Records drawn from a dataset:
******

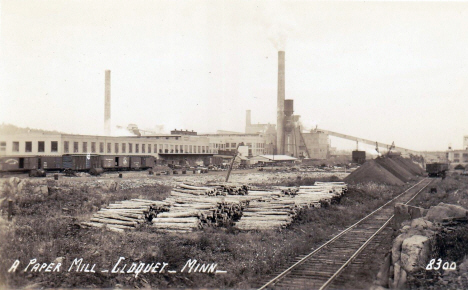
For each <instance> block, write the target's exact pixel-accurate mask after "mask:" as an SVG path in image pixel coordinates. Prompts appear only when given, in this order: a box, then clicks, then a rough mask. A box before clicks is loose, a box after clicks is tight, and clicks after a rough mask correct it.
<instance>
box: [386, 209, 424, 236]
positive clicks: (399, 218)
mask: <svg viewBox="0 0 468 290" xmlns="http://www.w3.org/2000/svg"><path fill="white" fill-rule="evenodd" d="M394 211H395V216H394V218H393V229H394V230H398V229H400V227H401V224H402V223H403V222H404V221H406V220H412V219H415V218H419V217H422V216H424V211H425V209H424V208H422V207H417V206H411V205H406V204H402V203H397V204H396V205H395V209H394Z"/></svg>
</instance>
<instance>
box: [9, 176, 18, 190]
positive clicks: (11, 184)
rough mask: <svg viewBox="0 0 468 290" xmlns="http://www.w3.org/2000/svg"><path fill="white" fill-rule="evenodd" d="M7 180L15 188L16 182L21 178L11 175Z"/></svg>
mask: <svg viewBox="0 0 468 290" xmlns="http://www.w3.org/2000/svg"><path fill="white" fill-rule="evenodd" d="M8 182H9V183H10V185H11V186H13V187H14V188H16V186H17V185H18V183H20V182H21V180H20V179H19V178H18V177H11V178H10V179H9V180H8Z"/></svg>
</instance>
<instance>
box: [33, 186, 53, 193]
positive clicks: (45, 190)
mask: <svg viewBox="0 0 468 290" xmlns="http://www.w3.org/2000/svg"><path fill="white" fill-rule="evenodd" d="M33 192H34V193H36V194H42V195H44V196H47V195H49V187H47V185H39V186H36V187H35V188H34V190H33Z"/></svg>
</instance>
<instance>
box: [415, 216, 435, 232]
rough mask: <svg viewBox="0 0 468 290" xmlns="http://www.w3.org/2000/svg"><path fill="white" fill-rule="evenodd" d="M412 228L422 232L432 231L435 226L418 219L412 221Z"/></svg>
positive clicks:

******

(Problem details)
If pictures appear among the records, do not carry them over; retype the rest exactly.

(Reply)
For each <instance> block, write the target's exact pixel-accurate mask after "mask:" as an SVG path in image pixel coordinates. Prompts appear only when given, in this order: a box, then clicks, then a rough mask. A box before clicks is loose, a box after clicks is tight, and clicks after a rough mask correct it.
<instance>
box: [386, 209, 424, 236]
positive clicks: (399, 218)
mask: <svg viewBox="0 0 468 290" xmlns="http://www.w3.org/2000/svg"><path fill="white" fill-rule="evenodd" d="M394 211H395V216H394V218H393V229H394V230H398V229H400V227H401V224H402V223H403V222H404V221H406V220H412V219H415V218H419V217H422V216H424V211H425V209H424V208H422V207H417V206H411V205H406V204H402V203H397V204H396V205H395V209H394Z"/></svg>
</instance>
<instance>
box: [9, 176, 18, 190]
positive clicks: (11, 184)
rough mask: <svg viewBox="0 0 468 290" xmlns="http://www.w3.org/2000/svg"><path fill="white" fill-rule="evenodd" d="M7 180L15 188L16 182L21 178L11 175Z"/></svg>
mask: <svg viewBox="0 0 468 290" xmlns="http://www.w3.org/2000/svg"><path fill="white" fill-rule="evenodd" d="M8 182H9V183H10V185H11V186H13V187H14V188H16V186H17V185H18V183H20V182H21V180H20V179H19V178H18V177H11V178H10V179H9V180H8Z"/></svg>
</instance>
<instance>
box: [33, 186, 53, 193]
positive clicks: (45, 190)
mask: <svg viewBox="0 0 468 290" xmlns="http://www.w3.org/2000/svg"><path fill="white" fill-rule="evenodd" d="M33 192H34V193H36V194H42V195H44V196H47V195H49V187H47V185H39V186H36V187H35V188H34V190H33Z"/></svg>
</instance>
<instance>
box: [415, 216, 435, 232]
rough mask: <svg viewBox="0 0 468 290" xmlns="http://www.w3.org/2000/svg"><path fill="white" fill-rule="evenodd" d="M412 228L422 232L432 231L435 226L418 219L412 221Z"/></svg>
positive clicks:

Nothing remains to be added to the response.